Indeed, Identity Theft relies on technology for its plot line. While it is an entirely modern story, as it deals with catfishing and relationships conducted through online chats and social networks, it is also an old story, a tale of mistaken identity and characters questioning their places in the world.

But the narrative limitations imposed by technology were not what I was talking about to my friend. Each age has its own mind-set, its own set of assumptions and its own ways of being in the world. A lot of it is invisible to us while we are immersed in it, it is only looking back that we can see that Oscar Wilde thought like a Victorian. Much as we can only recognize what is American by traveling abroad and coming face to face with our own assumptions. (Not everyone does it that way.)

I am sure that there were ways that we thought and felt before the iphone was invented that have shifted subtly, assumptions we didn’t know we had. It was not long ago, but it is hard to remember.

Quote of the Day: You Can Expect It, but It is a bit Cruel

When we expect young writers to get experience via unpaid internships, we’re actually saying we want only wealthy people writing about American culture in an influential way. That’s what we get, right? Or rather, that’s what we’ve gotten used to accepting as normal when in fact, it’s a kind of fiction. Diversity is reality. So, in order to do my part to support being in step with reality, I’m really excited about creating an opportunity for emerging writers to get experience and mentorship while also receiving financial support. You can’t expect someone to do their best work if they’re exhausted and broke. Well, maybe you can expect it but doing so strikes me as a bit cruel.-Saeed Jones, quoted in Colorlines

3 A.M. Philistines

So I decided to try a writing exercise from a book called The 3 A.M. Epiphany by Brian Kiteley. Kiteley suggests taking a sentence from a writer whose work you admire and to write a short bit of fiction using only the words in that sentence. (You can repeat them, but not add to them.) For practical reasons, Kiteley suggests you select a long sentence with a lot of words in it.

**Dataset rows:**
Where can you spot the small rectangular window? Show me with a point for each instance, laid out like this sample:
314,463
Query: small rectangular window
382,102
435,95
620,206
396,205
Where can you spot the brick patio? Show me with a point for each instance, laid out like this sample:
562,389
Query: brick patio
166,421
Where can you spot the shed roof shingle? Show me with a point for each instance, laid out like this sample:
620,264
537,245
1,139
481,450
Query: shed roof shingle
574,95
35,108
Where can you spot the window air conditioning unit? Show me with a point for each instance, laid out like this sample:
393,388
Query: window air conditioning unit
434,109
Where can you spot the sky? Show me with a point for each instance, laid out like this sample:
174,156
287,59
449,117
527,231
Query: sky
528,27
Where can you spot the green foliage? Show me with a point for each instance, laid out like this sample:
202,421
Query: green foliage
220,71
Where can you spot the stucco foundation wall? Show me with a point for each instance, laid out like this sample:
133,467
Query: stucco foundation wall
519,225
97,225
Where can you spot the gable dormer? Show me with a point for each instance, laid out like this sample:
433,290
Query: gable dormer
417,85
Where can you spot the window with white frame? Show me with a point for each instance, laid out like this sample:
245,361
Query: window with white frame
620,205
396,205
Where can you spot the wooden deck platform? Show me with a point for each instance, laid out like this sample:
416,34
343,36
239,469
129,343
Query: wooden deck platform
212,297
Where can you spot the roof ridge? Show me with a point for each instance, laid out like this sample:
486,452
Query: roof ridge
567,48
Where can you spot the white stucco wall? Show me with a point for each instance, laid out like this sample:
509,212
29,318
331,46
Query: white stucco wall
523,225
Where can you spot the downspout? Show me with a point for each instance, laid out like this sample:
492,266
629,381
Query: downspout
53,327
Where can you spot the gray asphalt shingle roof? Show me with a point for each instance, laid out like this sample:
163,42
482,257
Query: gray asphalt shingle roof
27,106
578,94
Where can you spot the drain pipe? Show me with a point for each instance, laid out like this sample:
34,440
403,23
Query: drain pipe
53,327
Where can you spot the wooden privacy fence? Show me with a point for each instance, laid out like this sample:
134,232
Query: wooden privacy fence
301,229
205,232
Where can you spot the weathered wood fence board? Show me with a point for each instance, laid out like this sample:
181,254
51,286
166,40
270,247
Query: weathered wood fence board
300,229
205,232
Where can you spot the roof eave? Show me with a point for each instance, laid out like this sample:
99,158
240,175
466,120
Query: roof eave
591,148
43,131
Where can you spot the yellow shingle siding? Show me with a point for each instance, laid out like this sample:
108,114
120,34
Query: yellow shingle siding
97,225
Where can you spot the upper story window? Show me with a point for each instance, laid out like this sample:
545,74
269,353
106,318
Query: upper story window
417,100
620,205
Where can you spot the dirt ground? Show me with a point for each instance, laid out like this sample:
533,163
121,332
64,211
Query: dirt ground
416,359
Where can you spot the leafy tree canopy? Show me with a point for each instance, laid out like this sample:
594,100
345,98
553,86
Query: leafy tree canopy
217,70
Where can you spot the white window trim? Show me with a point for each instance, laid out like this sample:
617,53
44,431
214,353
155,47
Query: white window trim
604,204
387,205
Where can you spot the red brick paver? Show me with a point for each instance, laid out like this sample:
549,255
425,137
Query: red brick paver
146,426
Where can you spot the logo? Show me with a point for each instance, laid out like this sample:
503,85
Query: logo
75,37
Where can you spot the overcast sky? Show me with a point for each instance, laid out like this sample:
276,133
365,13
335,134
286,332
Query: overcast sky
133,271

**Challenge 1:** Could you rewrite the blog passage on writing and technology from "So I decided" to "words in it.", replacing "long sentence" with "lengthy sentence"?
**Challenge 2:** Can you carry the blog passage on writing and technology forward with the next part, picking up after its last sentence?

**Right answer 1:**
So I decided to try a writing exercise from a book called The 3 A.M. Epiphany by Brian Kiteley. Kiteley suggests taking a sentence from a writer whose work you admire and to write a short bit of fiction using only the words in that sentence. (You can repeat them, but not add to them.) For practical reasons, Kiteley suggests you select a lengthy sentence with a lot of words in it.

**Right answer 2:**
I’ve been quite interested in Oscar Wilde’s The Decay of Lying. His defense of the art of lying seemed a propos as I am flogging a novel right now in which one of the main characters decides to play the role of a rock star on line and starts to think of lying as a creative act– a kind of art.

I chose this wordy phrase for my writing exercise:

“Bored by the tedious and improving conversation of those who have neither the wit to exaggerate nor the genius to romance, tired of the intelligent person whose reminiscences are always based upon memory, whose statements are invariably limited by probability, and who is at any time liable to be corroborated by the merest Philistine who happens to be present, Society sooner or later must return to its lost leader, the cultured and fascinating liar.”

I thought the lost leader, the romance and reminiscences and tedious genius might yield something interesting. Alas, they did not:

A bored, tired romance

limited by probability

based on reminiscences

neither improving nor fascinating

wit lost

return to the present

improving happens sooner or later

So I gave up on that.  One word in the sentence did manage to capture my imagination, though. The word “Philistine.” I was certain the Philistines were being slandered and that they could not have been the base oafs their name would now suggest. Was this an ethnic slur from Biblical times that had survived to this day?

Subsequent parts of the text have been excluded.